REQUIRED ACTION >>
Among the entries below, find the lines with "query" and copy them.

[Natural-language object grounding data]
╭──
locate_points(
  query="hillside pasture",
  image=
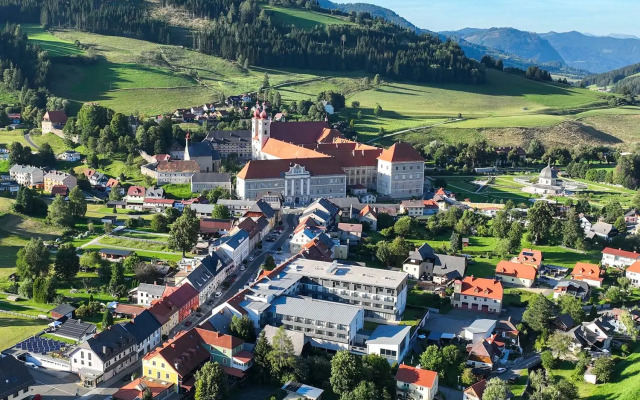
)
(55, 46)
(303, 19)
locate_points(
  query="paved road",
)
(27, 137)
(244, 277)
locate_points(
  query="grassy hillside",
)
(140, 76)
(302, 19)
╰──
COMPLETED TASK >>
  query="hillside pasture",
  query="paved road",
  query="grassy hillside",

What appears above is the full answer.